--- GIVEN TASK ---
Keep only the lines below that contain the string "outline", and copy each of them out. Case counts.
[Begin LISTED RECORDS]
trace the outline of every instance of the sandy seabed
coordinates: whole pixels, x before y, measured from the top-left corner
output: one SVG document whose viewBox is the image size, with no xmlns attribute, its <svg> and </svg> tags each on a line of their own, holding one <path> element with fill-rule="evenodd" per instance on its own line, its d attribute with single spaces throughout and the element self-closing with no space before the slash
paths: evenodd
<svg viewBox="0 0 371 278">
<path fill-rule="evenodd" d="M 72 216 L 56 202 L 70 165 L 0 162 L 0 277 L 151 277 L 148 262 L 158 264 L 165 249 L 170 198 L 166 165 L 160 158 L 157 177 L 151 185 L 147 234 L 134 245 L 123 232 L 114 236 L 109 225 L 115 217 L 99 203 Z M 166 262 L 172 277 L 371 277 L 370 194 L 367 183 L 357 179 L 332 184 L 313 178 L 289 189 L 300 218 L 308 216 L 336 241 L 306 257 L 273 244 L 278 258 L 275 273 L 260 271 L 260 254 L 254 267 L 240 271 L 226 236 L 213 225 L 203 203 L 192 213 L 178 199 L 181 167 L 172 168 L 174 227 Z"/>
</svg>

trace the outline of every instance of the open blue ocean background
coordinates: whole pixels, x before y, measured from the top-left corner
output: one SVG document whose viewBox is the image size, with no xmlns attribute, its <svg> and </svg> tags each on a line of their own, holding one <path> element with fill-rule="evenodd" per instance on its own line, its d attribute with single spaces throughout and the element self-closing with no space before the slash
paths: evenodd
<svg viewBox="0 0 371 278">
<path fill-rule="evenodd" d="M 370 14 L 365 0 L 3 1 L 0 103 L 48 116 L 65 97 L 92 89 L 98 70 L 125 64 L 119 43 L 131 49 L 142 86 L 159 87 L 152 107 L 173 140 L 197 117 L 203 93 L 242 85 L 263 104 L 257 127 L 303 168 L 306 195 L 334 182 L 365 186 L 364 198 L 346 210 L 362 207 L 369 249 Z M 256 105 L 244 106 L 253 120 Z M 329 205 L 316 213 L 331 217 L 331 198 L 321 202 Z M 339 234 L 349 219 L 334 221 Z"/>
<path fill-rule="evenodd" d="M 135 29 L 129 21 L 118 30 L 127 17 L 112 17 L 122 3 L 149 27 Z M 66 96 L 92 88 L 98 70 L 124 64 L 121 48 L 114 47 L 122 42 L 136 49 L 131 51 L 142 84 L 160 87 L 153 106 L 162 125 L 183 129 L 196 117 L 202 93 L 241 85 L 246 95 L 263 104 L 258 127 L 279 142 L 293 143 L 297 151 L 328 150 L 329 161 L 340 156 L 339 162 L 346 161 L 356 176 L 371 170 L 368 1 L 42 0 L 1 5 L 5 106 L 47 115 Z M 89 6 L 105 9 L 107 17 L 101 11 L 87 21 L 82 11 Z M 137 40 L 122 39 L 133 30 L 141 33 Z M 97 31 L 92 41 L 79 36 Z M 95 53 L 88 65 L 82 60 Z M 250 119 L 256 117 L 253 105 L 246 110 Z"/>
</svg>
[End LISTED RECORDS]
--- TASK OUTPUT ---
trace the outline of every instance of the sandy seabed
trace the outline of every instance of the open blue ocean background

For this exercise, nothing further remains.